• The task
Find the line that contains "Where can you see the brick chimney". Output it and every line after it to the end of the records, exactly as they appear.

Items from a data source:

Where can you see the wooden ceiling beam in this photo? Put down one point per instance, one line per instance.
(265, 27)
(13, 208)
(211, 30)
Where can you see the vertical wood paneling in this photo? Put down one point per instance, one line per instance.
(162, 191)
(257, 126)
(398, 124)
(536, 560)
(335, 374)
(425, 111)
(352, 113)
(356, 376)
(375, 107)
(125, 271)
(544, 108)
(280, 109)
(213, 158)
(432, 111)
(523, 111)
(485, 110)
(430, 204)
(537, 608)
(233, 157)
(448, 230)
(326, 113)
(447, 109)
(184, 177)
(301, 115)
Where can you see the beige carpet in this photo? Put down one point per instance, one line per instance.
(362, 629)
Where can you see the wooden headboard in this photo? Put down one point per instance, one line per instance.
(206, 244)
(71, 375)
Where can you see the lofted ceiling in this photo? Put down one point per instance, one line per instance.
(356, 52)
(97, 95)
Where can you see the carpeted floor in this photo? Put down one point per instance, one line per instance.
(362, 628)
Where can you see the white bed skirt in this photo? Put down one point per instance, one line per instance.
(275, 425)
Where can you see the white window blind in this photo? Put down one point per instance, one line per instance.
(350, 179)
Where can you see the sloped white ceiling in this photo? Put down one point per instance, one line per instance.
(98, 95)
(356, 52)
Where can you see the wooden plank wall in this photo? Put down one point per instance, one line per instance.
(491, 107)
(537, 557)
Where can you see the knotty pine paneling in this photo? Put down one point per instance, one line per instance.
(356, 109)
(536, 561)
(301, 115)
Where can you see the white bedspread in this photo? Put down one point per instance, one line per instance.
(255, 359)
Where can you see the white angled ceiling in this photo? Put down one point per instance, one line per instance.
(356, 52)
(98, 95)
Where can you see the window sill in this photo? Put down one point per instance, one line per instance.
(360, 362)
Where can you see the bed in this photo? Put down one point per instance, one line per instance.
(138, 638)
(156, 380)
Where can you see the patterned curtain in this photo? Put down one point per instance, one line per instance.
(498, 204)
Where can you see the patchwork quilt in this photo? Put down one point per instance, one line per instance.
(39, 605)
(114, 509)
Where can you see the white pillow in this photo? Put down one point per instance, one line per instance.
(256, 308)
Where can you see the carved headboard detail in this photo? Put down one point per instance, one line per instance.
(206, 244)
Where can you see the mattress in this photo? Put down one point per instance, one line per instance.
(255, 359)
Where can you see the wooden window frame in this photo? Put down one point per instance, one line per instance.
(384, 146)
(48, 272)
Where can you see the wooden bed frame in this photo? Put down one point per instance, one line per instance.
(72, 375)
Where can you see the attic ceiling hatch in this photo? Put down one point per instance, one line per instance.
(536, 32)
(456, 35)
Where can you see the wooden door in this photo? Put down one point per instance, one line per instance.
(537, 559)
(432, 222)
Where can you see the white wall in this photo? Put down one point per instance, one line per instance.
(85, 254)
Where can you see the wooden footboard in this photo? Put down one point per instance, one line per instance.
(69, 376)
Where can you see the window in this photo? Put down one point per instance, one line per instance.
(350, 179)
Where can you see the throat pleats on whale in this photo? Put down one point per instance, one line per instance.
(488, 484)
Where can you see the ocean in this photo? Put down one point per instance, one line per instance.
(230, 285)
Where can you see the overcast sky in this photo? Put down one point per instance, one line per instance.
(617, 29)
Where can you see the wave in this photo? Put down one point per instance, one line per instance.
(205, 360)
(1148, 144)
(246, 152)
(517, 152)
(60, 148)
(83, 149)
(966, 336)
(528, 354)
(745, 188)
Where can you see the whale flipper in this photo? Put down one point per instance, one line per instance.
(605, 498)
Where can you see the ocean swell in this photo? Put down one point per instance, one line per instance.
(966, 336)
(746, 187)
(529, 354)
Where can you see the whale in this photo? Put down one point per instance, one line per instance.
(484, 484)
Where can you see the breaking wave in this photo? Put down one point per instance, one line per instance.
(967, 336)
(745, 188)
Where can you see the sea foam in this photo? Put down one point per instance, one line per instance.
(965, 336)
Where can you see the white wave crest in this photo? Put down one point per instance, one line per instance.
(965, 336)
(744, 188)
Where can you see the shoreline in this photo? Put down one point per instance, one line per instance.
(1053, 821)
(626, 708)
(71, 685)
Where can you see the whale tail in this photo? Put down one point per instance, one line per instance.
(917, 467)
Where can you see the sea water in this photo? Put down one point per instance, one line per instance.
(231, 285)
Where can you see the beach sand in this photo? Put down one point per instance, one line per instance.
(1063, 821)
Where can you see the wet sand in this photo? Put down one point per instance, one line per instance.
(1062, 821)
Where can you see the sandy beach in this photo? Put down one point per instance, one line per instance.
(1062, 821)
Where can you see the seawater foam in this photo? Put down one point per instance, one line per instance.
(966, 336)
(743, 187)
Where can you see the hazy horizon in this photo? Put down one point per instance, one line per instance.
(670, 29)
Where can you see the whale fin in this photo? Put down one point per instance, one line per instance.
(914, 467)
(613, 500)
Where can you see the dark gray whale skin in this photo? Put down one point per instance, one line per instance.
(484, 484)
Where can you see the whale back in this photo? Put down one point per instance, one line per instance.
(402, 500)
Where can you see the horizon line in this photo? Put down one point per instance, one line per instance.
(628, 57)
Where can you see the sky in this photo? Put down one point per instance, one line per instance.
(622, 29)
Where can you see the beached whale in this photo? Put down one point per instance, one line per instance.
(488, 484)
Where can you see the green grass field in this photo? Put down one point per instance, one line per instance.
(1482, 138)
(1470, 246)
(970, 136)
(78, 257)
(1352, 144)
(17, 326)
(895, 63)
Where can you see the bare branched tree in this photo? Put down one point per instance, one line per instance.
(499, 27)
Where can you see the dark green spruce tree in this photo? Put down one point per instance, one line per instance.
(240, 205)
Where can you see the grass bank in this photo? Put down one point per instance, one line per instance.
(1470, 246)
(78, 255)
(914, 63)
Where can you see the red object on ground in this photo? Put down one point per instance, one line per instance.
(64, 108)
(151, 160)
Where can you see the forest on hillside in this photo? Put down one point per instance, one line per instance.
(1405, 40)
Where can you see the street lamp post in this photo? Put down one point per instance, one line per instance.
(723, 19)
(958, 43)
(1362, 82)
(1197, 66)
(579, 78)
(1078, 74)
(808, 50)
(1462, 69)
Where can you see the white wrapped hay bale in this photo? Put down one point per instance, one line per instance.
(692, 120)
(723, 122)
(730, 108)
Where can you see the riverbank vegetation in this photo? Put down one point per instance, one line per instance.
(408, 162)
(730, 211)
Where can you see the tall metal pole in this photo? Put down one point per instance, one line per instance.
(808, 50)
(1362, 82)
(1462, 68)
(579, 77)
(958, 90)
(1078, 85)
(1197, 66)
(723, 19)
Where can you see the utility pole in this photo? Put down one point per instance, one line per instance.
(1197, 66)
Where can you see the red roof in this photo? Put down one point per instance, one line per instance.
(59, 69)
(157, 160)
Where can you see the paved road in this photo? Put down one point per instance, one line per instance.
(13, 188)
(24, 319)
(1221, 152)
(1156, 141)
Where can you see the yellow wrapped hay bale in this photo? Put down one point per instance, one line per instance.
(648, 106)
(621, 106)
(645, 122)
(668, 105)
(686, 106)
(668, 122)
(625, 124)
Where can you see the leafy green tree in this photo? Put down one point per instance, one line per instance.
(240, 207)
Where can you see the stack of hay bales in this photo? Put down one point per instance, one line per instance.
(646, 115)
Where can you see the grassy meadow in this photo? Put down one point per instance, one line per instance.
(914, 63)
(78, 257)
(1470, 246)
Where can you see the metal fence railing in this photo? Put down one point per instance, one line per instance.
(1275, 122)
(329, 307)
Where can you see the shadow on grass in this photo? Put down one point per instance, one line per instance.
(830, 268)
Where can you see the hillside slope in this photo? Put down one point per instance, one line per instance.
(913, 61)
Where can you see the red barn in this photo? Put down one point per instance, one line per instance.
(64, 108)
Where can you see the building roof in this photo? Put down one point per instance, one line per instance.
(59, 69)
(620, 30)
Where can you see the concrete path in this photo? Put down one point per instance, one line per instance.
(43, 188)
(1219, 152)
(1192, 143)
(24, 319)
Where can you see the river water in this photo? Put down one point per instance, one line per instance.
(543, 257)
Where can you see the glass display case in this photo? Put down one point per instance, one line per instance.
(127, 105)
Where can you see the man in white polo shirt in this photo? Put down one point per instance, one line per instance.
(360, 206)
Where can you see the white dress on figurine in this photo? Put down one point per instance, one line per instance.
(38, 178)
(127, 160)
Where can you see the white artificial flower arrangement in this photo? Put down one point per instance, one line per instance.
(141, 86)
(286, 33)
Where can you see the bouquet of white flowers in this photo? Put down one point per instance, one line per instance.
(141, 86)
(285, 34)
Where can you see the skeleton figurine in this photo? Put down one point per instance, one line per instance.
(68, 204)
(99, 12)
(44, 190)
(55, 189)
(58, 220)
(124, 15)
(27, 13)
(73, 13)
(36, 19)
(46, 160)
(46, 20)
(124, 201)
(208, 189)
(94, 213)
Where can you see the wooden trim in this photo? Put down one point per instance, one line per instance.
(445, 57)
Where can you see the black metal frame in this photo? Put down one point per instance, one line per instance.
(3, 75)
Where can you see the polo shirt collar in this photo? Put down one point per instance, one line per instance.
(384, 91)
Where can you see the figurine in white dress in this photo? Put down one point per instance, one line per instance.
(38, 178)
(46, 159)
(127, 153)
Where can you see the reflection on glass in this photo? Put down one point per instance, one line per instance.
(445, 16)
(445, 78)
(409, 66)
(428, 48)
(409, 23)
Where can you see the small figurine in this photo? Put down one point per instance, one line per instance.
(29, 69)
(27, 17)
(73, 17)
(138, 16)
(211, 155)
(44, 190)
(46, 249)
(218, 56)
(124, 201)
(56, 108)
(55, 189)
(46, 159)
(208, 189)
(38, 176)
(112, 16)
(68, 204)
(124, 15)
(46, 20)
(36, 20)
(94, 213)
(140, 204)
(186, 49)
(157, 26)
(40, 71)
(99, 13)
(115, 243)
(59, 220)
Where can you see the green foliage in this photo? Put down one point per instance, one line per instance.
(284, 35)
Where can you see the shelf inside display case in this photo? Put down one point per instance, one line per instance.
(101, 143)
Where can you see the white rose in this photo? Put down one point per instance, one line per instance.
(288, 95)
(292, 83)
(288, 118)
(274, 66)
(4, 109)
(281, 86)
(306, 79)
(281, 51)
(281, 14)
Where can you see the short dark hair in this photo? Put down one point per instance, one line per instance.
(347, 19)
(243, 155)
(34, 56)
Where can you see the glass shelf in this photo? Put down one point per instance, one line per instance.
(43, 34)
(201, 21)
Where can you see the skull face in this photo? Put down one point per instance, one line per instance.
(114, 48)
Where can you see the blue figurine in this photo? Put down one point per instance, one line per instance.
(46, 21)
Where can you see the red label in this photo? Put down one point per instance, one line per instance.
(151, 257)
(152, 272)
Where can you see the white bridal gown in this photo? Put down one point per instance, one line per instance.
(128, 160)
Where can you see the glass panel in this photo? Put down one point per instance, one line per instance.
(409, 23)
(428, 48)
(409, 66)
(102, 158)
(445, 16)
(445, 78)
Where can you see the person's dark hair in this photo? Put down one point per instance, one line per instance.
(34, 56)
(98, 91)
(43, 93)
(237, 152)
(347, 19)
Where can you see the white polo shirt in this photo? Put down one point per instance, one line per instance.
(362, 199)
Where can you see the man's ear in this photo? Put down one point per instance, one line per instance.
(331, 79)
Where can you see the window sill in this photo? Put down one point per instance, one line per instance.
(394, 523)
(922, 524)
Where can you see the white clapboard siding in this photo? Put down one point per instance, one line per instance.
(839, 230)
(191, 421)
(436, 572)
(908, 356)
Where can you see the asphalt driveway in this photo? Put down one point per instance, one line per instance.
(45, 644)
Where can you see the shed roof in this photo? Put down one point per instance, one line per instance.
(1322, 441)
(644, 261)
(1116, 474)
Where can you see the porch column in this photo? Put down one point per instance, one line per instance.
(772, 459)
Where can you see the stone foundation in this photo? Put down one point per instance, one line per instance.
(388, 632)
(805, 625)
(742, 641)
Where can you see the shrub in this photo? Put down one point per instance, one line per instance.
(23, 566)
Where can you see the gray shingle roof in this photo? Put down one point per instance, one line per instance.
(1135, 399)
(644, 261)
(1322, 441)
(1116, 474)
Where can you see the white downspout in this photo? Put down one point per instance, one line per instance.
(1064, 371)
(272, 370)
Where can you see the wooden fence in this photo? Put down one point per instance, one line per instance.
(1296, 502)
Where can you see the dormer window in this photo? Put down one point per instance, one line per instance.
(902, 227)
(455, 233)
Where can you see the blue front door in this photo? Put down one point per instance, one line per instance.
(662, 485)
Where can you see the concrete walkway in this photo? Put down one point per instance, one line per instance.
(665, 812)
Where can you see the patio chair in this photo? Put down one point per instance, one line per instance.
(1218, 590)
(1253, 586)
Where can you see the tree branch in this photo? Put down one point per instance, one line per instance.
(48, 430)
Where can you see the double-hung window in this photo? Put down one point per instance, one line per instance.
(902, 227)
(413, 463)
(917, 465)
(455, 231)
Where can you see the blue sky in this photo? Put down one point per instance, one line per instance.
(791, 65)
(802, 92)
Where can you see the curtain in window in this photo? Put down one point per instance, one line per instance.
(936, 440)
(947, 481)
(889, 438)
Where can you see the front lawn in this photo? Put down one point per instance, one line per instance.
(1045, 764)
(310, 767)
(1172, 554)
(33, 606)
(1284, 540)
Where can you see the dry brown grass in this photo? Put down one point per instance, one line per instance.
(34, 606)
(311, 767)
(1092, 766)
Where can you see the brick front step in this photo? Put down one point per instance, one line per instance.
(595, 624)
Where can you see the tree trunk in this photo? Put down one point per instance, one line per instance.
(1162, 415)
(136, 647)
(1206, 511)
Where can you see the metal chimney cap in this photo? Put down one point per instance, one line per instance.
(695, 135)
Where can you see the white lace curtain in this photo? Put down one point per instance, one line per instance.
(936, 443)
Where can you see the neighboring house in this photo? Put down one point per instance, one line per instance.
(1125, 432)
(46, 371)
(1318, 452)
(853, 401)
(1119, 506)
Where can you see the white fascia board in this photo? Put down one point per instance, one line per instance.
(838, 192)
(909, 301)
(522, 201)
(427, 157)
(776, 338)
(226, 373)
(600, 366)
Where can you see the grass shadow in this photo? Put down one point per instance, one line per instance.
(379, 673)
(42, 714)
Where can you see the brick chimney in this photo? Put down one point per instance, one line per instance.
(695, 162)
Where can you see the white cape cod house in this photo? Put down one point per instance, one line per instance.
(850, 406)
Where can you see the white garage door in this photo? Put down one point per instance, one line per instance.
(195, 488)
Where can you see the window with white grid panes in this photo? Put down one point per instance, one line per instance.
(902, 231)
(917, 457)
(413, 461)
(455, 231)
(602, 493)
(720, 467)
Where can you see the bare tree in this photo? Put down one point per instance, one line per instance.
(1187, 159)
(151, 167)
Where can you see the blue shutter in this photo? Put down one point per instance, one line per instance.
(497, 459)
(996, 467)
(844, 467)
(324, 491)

• Full response
Where can you see the brick chimney in this photo? Put down one point per instance, one line per instance.
(695, 162)
Where can you see the white cape cod house in this photo? Put down one point per instance, one line per instance.
(850, 406)
Where can you see the white garage door in this photo? Put down one point per instance, one line per instance.
(195, 488)
Where can you see the window with white grid panes in this photo? Put down one point per instance, one line per instance.
(902, 231)
(917, 457)
(413, 461)
(455, 231)
(602, 493)
(720, 467)
Where can you see the bare tree in this photo? Put down one point per instance, one line per instance.
(1187, 159)
(151, 167)
Where can you see the blue shutter in this photo? Put down one point per instance, one line per instance.
(497, 459)
(996, 467)
(844, 467)
(324, 491)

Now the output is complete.